» **SOURCE DOCUMENT**:
┌──

Opening the microbial ‘black box’
In 2013, Australian Centre for Ecogenomics (ACE) at UQ’s School of Chemistry & Molecular Biosciences, in collaboration with a number of national and international research groups, published three high profile papers applying genomic techniques to expand our understanding of the microbiological world. "Ecogenomics" is an umbrella term for molecular methods that bypass the need to grow microorganisms in pure culture. This is important because only a fraction of the microbial species present in nature can be grown in the laboratory.
The first study, published in Nature Biotechnology in late June with colleagues at the University of Aalborg in Denmark, describes a new approach for recovering high quality population genomes from environmental shotgun sequence (metagenomic) data. This provides a new tool for the global initiative to fill out the microbial tree of life with representative genome sequences providing the basis for an improved understanding of ecology and evolution.
The second study published in Nature in mid July with colleagues from the DOE Joint Genome Institute in California, applied single cell genomics to recover 201 genome sequences representing 29 major microbial branches of the tree of life.
The most recent paper published in Nature in late July with colleagues from UQ's Advanced Water Management Centre describes the discovery of a novel microorganism from the UQ lake, which couples nitrate respiration to methane conversion into carbon dioxide.
Methane is approximately 23 times more potent as a greenhouse gas than carbon dioxide, and this research has shown that the newly-discovered microbe, Methanoperedens nitroreducens, can play a direct role in reducing methane emissions in aquatic habitats.
This biological coupling of the nitrogen and carbon cycles had been predicted, but until now, had not been demonstrated.
ACE Director Professor Philip Hugenholtz says that the methods used in these studies will help to shed light on all areas which rely on microbial functions. “We owe our existence to microbes,” he said.
“From wastewater sanitation, to biofuels, beer and human disease, microbes have an important function in almost every process that goes on around us.
“Most of these functions are still ‘black box’, unexplored and unknown as many microbes cannot be grown in the lab, but the research techniques developed at ACE will greatly accelerate our ability to discover and study uncultured microbes.
“The next exciting part is using these microbes to human benefit,” he said.

└──

» **DATASET**:
┌──

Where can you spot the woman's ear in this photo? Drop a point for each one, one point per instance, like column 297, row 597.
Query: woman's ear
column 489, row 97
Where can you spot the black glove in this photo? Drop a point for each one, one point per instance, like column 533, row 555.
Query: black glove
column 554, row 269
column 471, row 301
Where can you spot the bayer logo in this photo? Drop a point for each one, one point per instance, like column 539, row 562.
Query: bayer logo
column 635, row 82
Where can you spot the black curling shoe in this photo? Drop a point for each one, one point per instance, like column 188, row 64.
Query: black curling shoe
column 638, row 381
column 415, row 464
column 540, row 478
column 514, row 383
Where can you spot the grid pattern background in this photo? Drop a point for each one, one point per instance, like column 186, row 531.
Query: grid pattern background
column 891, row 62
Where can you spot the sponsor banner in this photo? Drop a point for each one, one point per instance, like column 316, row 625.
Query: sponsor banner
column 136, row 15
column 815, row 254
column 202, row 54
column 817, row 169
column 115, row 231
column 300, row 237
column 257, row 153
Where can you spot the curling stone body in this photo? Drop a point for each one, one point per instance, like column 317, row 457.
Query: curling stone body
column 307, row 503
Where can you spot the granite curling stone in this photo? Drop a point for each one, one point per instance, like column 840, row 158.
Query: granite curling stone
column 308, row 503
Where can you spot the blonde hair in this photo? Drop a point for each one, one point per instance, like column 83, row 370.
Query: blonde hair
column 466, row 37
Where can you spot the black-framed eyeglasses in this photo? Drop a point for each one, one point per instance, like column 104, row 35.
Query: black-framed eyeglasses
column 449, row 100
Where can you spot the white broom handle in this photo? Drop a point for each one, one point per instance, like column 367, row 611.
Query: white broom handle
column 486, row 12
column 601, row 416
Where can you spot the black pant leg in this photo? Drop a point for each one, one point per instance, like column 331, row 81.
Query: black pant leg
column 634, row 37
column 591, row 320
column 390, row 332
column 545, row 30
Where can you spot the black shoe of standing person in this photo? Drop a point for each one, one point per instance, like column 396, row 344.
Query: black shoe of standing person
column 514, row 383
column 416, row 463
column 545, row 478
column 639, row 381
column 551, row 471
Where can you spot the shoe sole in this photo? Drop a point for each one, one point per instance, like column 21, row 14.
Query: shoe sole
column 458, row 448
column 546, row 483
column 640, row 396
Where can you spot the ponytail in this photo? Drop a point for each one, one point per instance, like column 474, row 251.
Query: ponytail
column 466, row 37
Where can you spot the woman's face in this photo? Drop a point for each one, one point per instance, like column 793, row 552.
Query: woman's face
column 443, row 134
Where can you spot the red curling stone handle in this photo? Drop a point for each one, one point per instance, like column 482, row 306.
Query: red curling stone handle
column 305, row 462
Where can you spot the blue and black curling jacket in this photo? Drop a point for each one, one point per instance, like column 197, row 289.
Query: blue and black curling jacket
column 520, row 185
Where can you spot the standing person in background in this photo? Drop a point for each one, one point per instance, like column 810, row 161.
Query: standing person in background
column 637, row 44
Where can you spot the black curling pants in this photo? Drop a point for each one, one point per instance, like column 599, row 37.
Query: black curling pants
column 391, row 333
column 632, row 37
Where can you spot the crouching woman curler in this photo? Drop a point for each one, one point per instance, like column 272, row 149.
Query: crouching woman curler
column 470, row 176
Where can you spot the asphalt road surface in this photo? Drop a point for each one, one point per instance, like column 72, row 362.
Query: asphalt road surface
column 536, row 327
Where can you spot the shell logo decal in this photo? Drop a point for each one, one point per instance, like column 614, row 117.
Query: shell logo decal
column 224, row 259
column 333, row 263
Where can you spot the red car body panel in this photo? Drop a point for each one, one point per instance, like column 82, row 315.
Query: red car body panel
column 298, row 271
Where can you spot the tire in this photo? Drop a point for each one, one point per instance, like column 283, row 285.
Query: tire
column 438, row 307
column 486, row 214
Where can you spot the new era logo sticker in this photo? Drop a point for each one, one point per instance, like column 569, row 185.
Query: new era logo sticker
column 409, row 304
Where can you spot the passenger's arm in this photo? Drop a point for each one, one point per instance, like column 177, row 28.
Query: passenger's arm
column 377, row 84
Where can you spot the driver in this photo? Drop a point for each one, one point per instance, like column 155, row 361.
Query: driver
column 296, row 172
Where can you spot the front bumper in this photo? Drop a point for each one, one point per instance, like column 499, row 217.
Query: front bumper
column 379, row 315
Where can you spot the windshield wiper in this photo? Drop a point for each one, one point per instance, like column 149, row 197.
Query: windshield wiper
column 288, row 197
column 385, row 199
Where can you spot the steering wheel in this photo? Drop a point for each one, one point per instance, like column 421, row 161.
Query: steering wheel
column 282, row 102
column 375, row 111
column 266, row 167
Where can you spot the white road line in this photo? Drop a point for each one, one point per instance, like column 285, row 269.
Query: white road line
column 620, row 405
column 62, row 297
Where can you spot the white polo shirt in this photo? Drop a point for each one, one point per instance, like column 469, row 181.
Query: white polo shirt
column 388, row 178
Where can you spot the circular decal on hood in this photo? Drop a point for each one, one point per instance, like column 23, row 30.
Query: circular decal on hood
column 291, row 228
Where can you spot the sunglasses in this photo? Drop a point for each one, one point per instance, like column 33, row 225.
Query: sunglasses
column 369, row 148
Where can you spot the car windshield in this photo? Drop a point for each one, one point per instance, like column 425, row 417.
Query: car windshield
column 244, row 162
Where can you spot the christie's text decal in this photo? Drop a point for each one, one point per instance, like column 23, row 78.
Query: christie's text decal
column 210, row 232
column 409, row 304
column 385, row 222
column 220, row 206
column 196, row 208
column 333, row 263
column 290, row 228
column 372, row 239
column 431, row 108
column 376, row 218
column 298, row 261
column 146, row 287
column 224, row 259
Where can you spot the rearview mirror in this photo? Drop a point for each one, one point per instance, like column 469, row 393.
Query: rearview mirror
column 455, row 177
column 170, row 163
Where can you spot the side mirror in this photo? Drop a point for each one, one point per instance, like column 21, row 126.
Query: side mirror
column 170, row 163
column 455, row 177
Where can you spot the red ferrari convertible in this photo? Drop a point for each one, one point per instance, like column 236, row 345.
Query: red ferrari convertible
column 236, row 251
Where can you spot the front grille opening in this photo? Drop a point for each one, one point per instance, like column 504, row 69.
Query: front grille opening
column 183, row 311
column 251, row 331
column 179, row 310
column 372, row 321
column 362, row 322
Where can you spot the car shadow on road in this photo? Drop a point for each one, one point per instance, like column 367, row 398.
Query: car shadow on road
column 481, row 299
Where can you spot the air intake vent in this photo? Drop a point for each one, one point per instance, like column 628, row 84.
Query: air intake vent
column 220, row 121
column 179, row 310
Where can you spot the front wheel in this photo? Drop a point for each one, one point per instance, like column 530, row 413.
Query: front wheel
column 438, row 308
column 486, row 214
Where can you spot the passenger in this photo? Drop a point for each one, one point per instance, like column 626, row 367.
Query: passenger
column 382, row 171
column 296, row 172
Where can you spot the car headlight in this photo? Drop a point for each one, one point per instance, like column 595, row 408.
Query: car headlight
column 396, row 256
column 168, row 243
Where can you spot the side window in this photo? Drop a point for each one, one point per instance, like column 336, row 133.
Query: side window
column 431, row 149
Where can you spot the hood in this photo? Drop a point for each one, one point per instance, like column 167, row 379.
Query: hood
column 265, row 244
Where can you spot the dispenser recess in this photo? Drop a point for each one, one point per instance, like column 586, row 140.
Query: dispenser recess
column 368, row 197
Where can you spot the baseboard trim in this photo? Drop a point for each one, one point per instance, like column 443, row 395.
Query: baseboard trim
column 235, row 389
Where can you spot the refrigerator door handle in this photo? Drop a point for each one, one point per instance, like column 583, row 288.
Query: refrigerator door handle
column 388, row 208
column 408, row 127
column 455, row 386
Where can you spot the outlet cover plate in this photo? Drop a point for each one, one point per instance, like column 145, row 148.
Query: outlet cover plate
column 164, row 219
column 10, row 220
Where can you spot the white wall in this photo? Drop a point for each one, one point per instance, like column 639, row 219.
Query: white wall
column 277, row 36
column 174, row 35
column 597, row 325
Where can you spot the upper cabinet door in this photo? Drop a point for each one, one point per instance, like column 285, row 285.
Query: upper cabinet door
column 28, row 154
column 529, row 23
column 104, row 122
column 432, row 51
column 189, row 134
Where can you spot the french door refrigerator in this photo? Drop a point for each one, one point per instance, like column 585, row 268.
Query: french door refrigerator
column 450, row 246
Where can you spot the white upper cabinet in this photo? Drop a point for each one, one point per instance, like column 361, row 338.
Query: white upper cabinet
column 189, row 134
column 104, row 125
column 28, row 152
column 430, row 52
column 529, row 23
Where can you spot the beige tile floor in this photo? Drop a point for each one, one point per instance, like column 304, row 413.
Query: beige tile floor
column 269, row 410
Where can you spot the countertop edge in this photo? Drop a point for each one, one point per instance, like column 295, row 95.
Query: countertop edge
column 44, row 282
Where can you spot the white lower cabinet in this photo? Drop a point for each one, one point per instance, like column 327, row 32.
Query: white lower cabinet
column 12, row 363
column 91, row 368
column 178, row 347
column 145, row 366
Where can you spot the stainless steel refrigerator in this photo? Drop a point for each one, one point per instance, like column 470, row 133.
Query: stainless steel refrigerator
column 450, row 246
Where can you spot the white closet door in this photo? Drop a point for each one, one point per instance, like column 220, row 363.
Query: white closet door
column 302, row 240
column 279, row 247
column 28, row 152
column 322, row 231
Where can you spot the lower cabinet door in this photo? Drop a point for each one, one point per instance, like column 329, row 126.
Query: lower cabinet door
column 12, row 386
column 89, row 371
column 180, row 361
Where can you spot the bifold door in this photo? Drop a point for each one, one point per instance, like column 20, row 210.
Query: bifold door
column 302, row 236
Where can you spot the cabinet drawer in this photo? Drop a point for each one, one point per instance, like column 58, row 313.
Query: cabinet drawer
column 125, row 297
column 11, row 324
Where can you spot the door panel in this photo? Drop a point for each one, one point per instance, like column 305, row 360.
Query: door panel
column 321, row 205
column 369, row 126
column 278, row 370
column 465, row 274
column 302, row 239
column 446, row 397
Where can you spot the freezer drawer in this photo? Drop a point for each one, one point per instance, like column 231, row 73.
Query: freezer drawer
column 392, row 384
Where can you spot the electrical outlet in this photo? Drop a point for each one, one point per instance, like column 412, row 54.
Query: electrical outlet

└──

» **PROBLEM STATEMENT**:
Write out the section of the microbial research article from "The first study, published" up to and including "ecology and evolution.", copying it word for word.

» **ANSWER TO THE PROBLEM**:
The first study, published in Nature Biotechnology in late June with colleagues at the University of Aalborg in Denmark, describes a new approach for recovering high quality population genomes from environmental shotgun sequence (metagenomic) data. This provides a new tool for the global initiative to fill out the microbial tree of life with representative genome sequences providing the basis for an improved understanding of ecology and evolution.